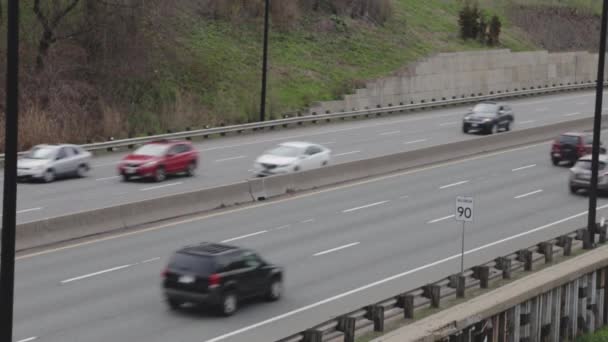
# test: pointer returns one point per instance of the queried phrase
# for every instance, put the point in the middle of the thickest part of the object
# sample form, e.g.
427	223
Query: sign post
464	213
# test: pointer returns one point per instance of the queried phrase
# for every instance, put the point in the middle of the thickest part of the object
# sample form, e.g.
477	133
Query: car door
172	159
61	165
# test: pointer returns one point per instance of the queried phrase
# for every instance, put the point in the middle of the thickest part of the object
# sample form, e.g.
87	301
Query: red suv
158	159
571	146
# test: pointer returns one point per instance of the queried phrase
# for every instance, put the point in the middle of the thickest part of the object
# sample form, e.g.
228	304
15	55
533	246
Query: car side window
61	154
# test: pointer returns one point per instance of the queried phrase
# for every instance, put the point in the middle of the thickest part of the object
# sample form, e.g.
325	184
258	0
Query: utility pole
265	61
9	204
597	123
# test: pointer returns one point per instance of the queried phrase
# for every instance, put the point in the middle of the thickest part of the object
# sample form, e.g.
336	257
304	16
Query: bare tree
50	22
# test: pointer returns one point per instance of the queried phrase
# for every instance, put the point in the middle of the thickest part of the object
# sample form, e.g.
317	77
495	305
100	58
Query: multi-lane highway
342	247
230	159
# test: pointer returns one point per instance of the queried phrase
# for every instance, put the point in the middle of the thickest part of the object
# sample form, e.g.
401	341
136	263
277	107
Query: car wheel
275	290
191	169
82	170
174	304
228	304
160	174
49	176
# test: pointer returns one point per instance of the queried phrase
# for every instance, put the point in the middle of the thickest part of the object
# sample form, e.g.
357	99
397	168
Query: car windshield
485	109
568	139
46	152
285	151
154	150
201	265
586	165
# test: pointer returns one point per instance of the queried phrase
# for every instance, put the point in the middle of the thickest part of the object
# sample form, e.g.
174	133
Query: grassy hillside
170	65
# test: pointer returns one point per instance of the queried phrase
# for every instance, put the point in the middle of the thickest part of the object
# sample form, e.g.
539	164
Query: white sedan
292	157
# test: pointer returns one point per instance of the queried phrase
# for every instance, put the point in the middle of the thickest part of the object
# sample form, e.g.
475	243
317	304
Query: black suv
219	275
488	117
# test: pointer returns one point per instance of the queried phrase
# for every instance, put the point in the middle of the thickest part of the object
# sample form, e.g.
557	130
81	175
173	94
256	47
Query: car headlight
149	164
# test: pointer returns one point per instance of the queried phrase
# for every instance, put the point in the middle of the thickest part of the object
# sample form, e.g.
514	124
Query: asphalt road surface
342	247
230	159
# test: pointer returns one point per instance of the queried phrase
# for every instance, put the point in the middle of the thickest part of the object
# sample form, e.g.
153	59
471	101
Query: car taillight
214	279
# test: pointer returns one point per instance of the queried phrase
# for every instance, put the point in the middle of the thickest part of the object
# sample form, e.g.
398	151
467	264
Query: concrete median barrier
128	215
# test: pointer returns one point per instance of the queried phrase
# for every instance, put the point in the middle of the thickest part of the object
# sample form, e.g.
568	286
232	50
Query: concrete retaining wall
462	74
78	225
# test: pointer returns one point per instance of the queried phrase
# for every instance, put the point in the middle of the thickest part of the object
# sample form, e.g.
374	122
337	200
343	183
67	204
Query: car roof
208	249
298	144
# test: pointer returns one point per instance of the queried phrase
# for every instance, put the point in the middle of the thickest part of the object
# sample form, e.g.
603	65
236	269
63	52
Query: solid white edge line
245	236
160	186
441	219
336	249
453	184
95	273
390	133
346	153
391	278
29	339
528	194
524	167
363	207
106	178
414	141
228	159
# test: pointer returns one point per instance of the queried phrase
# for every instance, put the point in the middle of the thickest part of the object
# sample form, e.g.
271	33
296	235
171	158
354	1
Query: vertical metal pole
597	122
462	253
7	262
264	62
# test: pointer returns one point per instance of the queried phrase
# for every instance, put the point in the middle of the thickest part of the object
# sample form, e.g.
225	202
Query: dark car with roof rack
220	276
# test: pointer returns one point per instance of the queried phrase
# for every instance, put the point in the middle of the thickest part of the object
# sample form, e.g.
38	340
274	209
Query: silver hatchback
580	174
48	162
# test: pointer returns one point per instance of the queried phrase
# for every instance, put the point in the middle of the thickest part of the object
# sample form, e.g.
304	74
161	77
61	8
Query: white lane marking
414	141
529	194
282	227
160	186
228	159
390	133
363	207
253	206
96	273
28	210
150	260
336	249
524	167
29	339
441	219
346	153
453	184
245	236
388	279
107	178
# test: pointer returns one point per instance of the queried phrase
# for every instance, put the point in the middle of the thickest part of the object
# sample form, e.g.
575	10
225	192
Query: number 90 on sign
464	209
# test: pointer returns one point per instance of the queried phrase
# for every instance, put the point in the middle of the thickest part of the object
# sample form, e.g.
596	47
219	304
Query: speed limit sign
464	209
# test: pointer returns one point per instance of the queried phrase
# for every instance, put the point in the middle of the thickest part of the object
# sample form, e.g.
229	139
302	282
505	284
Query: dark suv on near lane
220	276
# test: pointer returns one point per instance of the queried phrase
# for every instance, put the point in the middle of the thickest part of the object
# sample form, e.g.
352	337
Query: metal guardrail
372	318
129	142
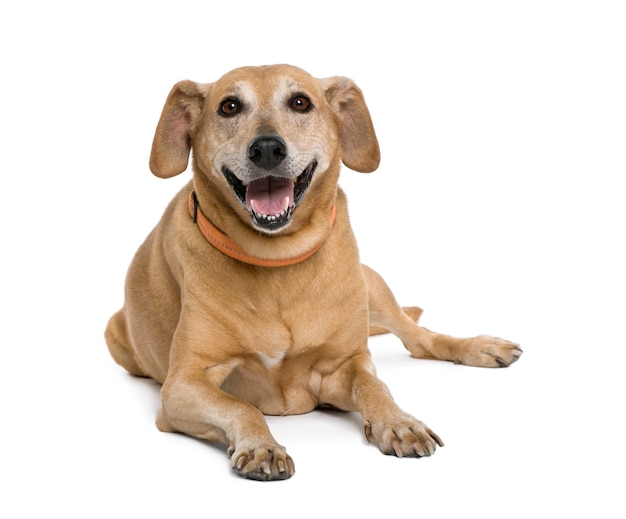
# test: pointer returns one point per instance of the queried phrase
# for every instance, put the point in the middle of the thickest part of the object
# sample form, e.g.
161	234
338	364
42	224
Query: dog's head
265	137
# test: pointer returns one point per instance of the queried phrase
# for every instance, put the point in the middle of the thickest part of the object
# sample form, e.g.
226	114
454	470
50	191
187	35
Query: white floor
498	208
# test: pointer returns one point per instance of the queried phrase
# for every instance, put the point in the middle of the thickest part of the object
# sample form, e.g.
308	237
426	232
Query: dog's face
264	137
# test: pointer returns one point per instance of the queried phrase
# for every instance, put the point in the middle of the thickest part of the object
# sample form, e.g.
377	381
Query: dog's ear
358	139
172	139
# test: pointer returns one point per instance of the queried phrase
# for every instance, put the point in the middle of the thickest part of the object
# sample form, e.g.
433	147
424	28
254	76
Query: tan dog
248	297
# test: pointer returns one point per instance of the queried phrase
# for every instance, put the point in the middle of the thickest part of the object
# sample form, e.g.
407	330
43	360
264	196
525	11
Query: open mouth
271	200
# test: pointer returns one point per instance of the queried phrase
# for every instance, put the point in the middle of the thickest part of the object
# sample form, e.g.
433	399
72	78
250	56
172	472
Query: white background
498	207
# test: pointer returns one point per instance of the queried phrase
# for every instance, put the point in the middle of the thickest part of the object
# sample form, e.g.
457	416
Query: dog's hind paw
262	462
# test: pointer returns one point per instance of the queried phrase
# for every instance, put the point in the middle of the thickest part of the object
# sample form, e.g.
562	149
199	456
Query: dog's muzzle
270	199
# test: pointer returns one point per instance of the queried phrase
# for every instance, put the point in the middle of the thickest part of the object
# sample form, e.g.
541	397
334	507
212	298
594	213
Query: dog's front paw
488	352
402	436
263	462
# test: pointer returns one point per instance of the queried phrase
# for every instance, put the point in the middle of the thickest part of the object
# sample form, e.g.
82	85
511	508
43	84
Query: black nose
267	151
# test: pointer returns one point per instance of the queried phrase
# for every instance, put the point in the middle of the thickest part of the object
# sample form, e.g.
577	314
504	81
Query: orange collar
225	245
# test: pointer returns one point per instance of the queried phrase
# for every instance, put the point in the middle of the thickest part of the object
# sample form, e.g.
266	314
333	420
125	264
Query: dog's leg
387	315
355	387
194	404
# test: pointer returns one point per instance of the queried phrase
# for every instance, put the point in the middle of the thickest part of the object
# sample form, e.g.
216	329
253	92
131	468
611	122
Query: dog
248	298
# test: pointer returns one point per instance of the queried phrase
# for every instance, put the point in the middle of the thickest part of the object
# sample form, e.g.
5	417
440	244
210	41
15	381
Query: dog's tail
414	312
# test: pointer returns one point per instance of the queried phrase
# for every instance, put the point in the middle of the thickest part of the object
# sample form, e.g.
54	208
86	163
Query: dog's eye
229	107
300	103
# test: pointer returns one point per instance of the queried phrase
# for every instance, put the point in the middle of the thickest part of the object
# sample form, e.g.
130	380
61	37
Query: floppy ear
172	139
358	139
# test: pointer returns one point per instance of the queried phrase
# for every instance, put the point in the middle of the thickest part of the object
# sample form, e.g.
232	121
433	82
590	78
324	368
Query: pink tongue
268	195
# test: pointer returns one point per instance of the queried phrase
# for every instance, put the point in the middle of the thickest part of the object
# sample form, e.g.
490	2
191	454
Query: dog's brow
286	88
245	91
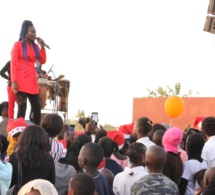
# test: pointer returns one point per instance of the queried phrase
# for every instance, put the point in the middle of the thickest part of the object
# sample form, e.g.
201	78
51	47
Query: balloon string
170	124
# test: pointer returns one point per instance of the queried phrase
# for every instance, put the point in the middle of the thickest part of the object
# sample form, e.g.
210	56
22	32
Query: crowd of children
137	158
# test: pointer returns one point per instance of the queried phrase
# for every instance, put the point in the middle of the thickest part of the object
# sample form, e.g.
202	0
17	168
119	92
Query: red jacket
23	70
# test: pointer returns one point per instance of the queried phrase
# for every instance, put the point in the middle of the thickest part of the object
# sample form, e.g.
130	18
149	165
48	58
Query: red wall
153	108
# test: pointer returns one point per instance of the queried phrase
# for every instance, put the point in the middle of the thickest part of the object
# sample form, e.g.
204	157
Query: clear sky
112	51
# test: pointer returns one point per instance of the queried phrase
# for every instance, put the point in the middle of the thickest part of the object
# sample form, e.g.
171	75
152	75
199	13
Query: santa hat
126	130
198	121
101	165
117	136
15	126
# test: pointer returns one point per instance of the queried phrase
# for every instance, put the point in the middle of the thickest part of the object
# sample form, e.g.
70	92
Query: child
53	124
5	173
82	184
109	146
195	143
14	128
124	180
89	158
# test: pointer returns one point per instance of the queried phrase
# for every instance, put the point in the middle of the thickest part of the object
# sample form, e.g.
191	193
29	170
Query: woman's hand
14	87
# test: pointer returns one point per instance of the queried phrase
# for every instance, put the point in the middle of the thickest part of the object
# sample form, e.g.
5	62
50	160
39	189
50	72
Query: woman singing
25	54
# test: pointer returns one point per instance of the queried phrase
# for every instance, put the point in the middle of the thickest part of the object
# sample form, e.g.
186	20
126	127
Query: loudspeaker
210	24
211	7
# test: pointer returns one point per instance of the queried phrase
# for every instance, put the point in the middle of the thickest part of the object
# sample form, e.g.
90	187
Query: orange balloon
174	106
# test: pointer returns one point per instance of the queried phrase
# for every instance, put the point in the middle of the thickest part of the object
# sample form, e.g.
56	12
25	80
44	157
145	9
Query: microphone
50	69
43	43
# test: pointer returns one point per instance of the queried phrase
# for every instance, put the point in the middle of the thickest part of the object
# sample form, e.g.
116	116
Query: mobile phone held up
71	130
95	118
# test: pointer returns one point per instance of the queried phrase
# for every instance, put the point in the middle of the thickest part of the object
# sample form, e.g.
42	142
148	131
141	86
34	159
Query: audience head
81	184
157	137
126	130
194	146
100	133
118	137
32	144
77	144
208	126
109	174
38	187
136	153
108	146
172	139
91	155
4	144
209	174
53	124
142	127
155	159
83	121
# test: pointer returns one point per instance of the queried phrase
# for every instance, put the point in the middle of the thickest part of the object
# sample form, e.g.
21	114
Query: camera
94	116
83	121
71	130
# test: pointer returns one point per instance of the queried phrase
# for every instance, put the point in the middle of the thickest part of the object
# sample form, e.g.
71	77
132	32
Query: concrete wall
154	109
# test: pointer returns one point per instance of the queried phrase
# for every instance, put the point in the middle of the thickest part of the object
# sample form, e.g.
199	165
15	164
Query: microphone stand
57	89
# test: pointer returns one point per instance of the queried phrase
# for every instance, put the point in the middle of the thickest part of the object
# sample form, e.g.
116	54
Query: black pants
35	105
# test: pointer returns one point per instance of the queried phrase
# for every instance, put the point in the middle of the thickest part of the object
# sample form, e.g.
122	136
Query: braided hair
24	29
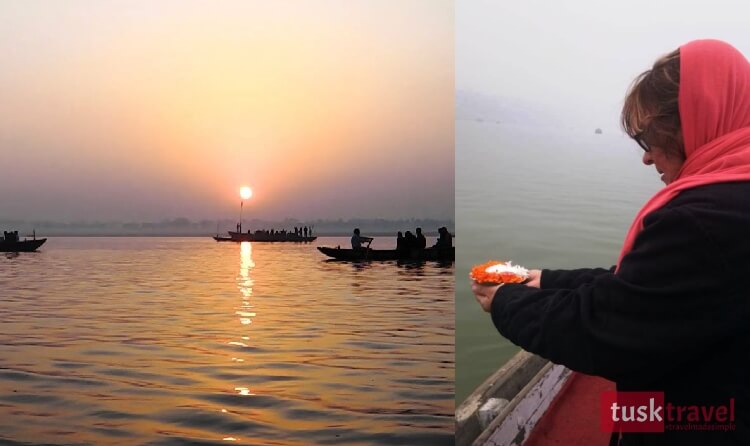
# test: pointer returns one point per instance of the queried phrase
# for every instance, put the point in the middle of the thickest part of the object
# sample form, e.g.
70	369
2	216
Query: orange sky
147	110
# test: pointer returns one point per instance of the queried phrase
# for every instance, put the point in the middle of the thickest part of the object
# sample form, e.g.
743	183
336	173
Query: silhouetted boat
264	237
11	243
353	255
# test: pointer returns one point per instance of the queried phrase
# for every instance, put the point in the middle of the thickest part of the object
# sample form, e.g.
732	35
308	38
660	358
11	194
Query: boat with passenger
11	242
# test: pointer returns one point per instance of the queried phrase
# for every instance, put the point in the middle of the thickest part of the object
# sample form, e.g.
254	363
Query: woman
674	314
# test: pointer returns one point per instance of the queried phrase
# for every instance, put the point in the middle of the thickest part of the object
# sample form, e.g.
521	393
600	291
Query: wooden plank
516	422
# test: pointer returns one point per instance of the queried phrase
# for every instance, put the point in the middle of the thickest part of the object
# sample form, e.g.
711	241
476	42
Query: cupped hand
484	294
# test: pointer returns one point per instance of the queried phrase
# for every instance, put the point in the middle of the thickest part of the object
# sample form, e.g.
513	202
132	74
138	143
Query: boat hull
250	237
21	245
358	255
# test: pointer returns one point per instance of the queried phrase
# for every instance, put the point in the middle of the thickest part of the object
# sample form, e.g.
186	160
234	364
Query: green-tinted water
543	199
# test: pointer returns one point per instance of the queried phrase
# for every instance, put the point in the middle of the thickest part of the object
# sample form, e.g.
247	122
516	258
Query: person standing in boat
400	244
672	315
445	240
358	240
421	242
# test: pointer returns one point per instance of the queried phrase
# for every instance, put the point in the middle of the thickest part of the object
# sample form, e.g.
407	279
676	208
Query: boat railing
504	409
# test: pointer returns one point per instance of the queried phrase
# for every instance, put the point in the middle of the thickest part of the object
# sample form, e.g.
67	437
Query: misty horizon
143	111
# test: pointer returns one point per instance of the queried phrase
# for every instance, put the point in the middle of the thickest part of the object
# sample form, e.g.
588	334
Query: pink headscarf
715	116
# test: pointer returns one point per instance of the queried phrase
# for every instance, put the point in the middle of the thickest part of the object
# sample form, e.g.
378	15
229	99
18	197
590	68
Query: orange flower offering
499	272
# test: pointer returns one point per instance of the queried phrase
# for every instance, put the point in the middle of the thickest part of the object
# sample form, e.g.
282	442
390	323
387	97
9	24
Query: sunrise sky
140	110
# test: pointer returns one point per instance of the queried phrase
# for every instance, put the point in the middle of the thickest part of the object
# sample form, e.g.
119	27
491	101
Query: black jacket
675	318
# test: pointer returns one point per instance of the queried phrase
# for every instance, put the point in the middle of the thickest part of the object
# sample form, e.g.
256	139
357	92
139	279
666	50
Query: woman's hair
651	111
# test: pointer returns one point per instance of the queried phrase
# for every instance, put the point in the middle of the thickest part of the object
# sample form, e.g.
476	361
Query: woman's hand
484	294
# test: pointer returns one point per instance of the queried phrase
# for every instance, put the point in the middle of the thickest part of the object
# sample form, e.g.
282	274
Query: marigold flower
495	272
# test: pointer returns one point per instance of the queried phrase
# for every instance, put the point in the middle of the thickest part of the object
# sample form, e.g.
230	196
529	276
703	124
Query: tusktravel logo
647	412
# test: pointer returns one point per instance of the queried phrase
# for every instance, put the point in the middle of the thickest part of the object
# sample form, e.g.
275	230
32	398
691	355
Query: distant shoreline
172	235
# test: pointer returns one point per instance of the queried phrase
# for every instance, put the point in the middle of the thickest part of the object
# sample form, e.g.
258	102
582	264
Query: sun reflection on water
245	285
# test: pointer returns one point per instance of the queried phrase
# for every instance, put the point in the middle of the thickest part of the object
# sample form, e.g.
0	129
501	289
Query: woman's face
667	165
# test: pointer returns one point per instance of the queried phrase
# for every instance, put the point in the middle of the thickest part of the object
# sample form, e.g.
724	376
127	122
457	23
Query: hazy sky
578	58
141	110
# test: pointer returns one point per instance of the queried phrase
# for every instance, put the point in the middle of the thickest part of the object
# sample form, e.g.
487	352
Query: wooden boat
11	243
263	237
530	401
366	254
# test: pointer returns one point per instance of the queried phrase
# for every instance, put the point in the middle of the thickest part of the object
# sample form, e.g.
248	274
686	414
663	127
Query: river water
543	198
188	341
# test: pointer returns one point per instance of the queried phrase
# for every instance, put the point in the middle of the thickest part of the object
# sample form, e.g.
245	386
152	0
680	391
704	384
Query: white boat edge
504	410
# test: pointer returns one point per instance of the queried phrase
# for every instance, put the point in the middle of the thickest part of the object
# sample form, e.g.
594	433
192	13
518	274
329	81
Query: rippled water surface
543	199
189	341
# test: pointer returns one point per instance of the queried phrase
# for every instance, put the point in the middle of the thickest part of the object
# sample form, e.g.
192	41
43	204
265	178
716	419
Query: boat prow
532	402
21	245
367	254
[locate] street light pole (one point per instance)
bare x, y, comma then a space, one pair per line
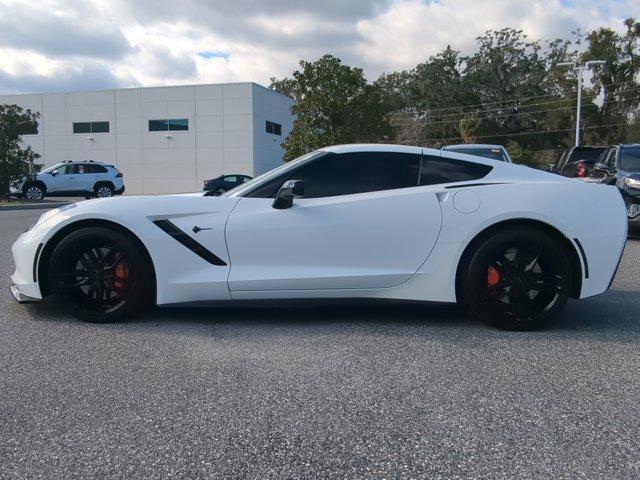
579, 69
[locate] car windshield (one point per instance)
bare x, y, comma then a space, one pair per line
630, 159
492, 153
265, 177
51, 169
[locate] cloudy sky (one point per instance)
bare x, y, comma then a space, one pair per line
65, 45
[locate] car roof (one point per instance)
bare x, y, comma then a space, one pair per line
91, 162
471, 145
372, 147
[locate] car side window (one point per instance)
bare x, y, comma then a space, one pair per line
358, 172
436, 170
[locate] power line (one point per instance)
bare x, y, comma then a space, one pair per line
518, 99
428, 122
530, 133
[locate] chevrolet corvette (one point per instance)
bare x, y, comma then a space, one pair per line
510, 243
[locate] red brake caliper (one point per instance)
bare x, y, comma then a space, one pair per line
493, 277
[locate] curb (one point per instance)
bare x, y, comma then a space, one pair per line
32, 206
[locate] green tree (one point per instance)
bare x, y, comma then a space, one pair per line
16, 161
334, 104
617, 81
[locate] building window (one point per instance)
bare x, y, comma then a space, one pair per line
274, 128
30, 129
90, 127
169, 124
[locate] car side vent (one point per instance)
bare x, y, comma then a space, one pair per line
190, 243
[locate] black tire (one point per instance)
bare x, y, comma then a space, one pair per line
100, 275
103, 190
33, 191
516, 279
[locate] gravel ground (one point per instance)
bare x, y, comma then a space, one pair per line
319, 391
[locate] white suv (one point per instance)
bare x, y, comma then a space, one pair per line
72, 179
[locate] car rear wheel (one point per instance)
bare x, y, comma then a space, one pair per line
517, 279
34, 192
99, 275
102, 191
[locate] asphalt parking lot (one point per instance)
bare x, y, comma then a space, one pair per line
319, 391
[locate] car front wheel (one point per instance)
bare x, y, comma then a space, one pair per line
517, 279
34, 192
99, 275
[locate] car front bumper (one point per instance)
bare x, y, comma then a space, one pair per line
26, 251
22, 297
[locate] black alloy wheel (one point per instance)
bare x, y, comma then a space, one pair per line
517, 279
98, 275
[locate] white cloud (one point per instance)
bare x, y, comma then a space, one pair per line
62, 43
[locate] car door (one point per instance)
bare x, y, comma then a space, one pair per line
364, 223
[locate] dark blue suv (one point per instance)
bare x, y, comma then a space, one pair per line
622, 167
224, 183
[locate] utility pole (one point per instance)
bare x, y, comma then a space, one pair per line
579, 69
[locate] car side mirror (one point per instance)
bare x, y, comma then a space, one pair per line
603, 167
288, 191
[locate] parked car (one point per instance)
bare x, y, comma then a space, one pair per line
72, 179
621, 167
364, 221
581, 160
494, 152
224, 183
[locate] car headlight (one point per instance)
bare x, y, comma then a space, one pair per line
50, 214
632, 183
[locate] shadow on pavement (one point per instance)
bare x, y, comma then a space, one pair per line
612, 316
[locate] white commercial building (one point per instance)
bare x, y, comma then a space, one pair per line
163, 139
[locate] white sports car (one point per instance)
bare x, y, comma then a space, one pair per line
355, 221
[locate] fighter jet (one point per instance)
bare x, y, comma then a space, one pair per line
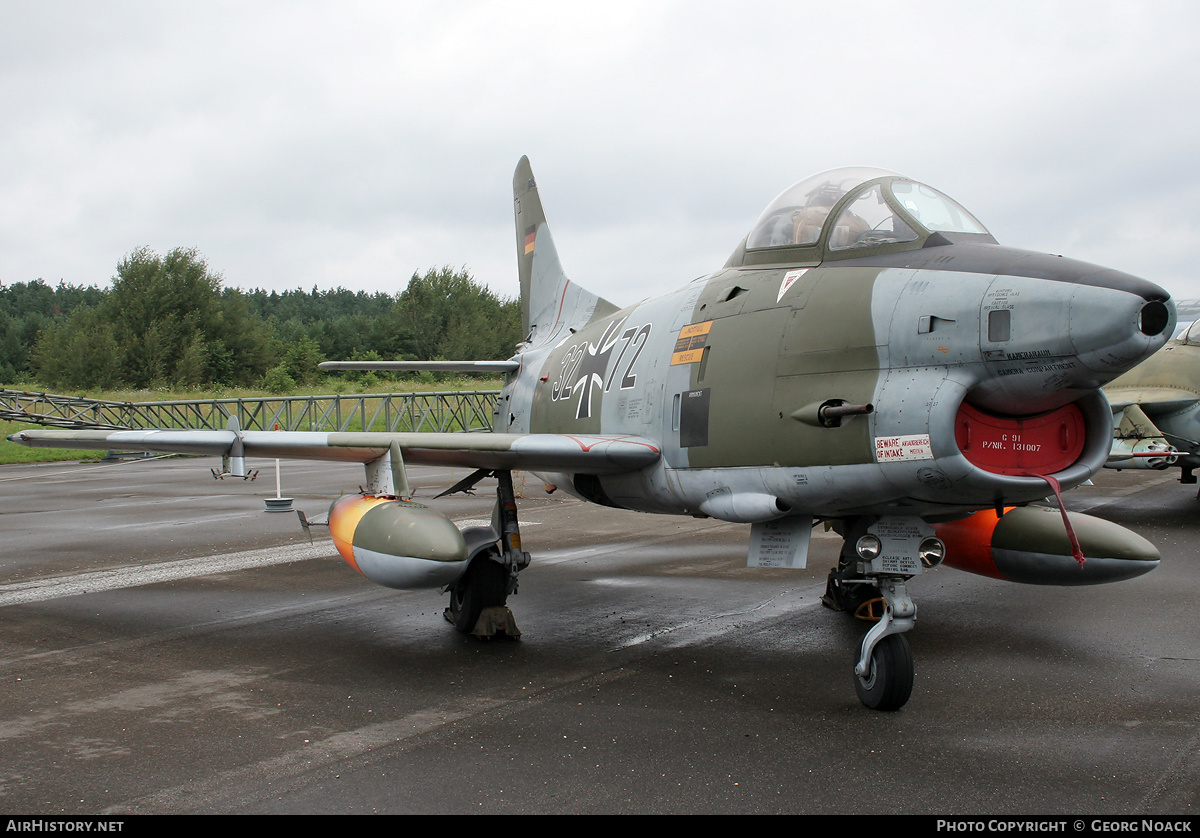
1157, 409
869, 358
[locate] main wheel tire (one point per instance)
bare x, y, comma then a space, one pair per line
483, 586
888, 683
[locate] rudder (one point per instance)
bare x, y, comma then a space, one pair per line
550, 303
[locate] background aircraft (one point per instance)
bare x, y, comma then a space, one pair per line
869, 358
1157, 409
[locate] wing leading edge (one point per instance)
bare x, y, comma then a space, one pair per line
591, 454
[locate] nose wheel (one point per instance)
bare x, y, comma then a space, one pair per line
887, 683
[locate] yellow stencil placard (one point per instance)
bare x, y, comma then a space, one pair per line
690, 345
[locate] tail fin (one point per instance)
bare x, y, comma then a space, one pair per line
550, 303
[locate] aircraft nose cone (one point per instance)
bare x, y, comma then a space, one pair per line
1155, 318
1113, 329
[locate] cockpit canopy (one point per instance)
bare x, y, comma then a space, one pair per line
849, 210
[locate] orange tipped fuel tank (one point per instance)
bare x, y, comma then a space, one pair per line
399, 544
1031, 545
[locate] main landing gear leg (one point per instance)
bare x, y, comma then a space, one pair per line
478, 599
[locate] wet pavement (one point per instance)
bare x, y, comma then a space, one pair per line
____
- _ABOUT THIS EXERCISE_:
In the data above, find each line where the string "main" appears, then copy it.

- _SOLUTION_:
[locate] main wheel tire (one point per instance)
[locate] main landing gear leg (one point per instance)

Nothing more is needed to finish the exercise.